When an artist says that he lives to make music, it can often be a throwaway line but in the case of legendary Texas singer-songwriter Jon Dee Graham, that statement is all too real. Graham was apparently momentarily dead after collapsing in his van after a blistering set at Fitzgerald’s American Music Festival (outside of Chicago) in 2019. His heart had stopped, and he had quit breathing apparently due to dehydration. He’s been questioned often since, whether he saw the white light, who else he saw, and so forth but can only remember a deep peaceful sleep.
Such an incident gives one not only a new appreciation for life but the realization that it could be over at any moment. Yet, almost just as miraculously, Graham now finds himself back with the New West family (on their Strolling Bones imprint) where he cut his first three albums in the early 2000s. Only Dead for a Little While is his first album in seven years and first full-length since 2010’s It’s Not as Bad As it Looks. Having survived that near-death experience and a subsequent battle with Covid, the 64-year-old Graham returns with what he terms the best album he’s ever made.
If by chance you are new to Graham, he has one of the most gravelly, hoarse-sounding voices you’ve heard but he is a terrific wordsmith and a take-no-prisoners rocker. The album opens with the searing “Where It All Went Wrong,” basically taking us back through a history of damnation “when the first monkey fell/out of the chattering tree.”

**ASSIGNMENT:**
Pick up the review of Jon Dee Graham's comeback album right after its last sentence and carry it on.

(Point-per-instance localization data)
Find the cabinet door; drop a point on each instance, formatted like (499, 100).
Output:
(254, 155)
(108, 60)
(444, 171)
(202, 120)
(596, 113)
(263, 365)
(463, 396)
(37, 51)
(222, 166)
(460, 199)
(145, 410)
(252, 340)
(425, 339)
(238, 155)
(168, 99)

**ANSWER SECTION:**
Naturally, many of these songs touch on mortality, perhaps best captured in the dobro imbued “See You By the Fire” which begins with a dream of a friend who died long ago and proceeds to blur the lines between life and death pointing toward that ‘glow,’ an imagined campfire where we gather to sing and dance. The song has a singalong quality to boot. Given Graham’s brush with death, it’s not at all surprising to see ghosts appear in these songs, with “There’s a Ghost on the Train” having us follow Graham’s very word through the baggage car to the diner to the sleeper car. Punctuated by three strong power chords, it’s another gem from Graham’s pen. He uses biblical imagery while singing triumphantly about all the joys on the journey to the grand ending in the closing, stinging guitar rave-up “Lost in the Flood.” In the chugging “Lazarus” he challenges mortality and wins, invoking Warren Zevon and Papa Hemingway along the way. There’s even a gutty take on Rev. Gary Davis’s “Death Don’t Have No Mercy, “as raw as this oft-covered song has ever been rendered. A series of growls ends with an emphatic whisper.
Like the best, Graham can craft an infectious, indelible love song as we hear in “Brought Me Here to You” and he seems invigorated about life in his rather sarcastic yearning to become a cult figure in Sweden like Lee Hazelwood. While at first, it may seem like an escape song, the refrain of the Stockholm Syndrome indicates something much deeper at play. Despite the gap between albums, Graham hasn’t lost a step. If anything, he is sharper than ever.